=== Begin Enclosure ===

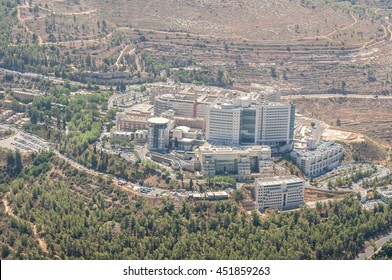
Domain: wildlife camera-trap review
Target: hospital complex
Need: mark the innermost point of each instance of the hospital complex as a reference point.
(232, 133)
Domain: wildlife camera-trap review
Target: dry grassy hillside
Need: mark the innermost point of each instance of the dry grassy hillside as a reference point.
(303, 46)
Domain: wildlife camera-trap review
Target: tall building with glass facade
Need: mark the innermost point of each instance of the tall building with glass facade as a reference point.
(279, 193)
(248, 121)
(158, 133)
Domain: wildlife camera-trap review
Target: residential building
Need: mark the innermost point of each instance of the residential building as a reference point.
(158, 136)
(318, 160)
(239, 163)
(248, 120)
(279, 192)
(386, 194)
(185, 104)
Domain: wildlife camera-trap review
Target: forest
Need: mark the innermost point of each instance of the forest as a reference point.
(60, 213)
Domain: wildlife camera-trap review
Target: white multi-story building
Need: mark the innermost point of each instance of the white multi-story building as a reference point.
(321, 159)
(247, 120)
(184, 104)
(158, 135)
(240, 163)
(279, 192)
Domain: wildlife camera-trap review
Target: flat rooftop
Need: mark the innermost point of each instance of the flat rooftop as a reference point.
(278, 180)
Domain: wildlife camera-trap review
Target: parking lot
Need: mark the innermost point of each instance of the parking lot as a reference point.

=== End Enclosure ===

* Exercise requirements *
The answer is each line from the entries above in which the word "parking" occurs.

* Response below *
Target: parking lot
Need: mark the innermost point of each instance of the parking lot as a reference point.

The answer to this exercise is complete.